• Kamis, 28 September 2023

Tanggapan Pengamat Sosial Politik Terkait Walkout Anggota DPRD Fraksi Gerindra Ciamis: Cermin Etik Politisi

- Selasa, 6 Juni 2023 | 19:47 WIB
Pengamat sosial politik Ciamis, Endin Lidinillah MAg menyampaikan pandangannya terkait aksi walkout anggota Fraksi Partai Gerindra pada Rapat Paripurna DPRD.*  (Dok.insiden24.com )
Pengamat sosial politik Ciamis, Endin Lidinillah MAg menyampaikan pandangannya terkait aksi walkout anggota Fraksi Partai Gerindra pada Rapat Paripurna DPRD.* (Dok.insiden24.com )
 
 

INSIDEN24.COM
-Terkait aksi walkout anggota Fraksi Partai Gerindra pada Rapat Paripurna DPRD Kabupaten Ciamis, pengamat sosial politik Ciamis Endin Lidinillah MAg memberikan tanggapan. 
 
Aksi walkout anggota Fraksi Partai Gerindra itu terjadi pada Rapat Paripurna DPRD Kabupaten Ciamis, 5 dan 6 Juni 2023 karena keberatan terhadap keberadaan Heri Rafni Kotari (HRK) yang sudah mengundurkan diri dari Partai Gerindra.

◇ ◇ ◇ ◇ ◇ ◇ ◇

◆ **TUGAS YANG DIBERIKAN A**: Laporkan setiap baris entri yang memuat kata "locate".

◇ ◇ ◇ ◇ ◇ ◇ ◇

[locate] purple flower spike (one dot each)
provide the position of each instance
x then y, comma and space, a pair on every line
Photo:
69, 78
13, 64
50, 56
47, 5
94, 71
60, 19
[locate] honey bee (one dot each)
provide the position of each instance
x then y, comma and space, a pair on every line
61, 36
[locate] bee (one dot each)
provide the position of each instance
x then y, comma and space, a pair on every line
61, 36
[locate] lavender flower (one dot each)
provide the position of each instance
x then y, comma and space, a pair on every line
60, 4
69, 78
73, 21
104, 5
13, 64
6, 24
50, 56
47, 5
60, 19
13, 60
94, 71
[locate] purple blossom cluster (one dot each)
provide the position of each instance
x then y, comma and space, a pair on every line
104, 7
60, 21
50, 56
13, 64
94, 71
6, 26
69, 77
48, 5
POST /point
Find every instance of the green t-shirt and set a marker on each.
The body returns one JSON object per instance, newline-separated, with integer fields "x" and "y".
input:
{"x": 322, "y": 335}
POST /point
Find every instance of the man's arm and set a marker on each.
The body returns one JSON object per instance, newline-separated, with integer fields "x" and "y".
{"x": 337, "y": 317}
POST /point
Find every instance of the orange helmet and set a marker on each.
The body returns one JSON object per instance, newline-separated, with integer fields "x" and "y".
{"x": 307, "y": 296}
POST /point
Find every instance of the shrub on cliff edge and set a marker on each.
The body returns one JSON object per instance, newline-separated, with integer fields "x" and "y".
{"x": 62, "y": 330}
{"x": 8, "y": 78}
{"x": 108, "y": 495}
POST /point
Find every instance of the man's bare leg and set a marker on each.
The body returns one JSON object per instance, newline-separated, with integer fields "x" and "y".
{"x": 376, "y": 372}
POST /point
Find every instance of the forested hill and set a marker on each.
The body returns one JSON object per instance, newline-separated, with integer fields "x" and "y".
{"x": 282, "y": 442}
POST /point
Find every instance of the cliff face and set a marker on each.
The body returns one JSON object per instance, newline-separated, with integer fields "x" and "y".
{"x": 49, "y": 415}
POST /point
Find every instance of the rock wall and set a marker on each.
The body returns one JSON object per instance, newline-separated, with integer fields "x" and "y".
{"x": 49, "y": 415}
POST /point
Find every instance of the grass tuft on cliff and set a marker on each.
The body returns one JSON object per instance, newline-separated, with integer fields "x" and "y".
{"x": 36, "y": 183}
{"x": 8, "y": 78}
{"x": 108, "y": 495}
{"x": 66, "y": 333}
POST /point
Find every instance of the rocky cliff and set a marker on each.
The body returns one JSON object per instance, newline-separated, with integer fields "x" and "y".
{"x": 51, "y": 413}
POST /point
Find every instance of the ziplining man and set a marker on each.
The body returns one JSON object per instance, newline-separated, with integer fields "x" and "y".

◇ ◇ ◇ ◇ ◇ ◇ ◇

◆ **TUGAS YANG DIBERIKAN B**:
Jawablah pertanyaan berikut berdasarkan berita tentang aksi walkout Fraksi Gerindra di DPRD Ciamis.
(i) Siapa pengamat sosial politik Ciamis yang memberikan tanggapan?
(ii) Pada tanggal berapa saja aksi walkout itu terjadi?
(iii) Keberadaan siapa yang membuat anggota Fraksi Partai Gerindra keberatan?

◆ **HASIL A**:
[locate] purple flower spike (one dot each)
[locate] honey bee (one dot each)
[locate] bee (one dot each)
[locate] lavender flower (one dot each)
[locate] purple blossom cluster (one dot each)

◆ **HASIL B**:
(i) Endin Lidinillah MAg.
(ii) 5 dan 6 Juni 2023.
(iii) Heri Rafni Kotari (HRK), yang sudah mengundurkan diri dari Partai Gerindra.